- _PROMPT_:
Without including any pictures, write out the data below exactly.
*** INPUT MATERIAL Section Begins ***
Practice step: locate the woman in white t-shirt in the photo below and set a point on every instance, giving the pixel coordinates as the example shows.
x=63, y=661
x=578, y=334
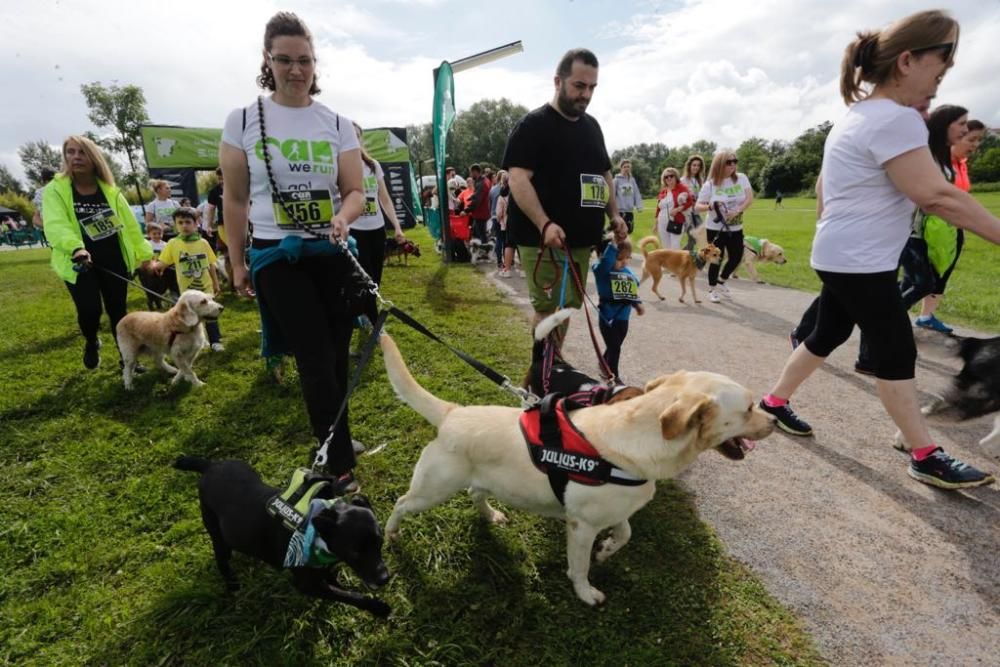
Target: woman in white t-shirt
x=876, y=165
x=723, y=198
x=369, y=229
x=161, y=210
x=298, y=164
*** INPUT MATERIAL Section Ends ***
- _EXERCISE RESULT_:
Practice step: locate the woman in white t-shirt in the photo below and set a point on every instance, giving the pixel coordinates as the example shows.
x=63, y=661
x=578, y=334
Target: woman in white t-shirt
x=876, y=165
x=723, y=198
x=369, y=229
x=161, y=210
x=298, y=164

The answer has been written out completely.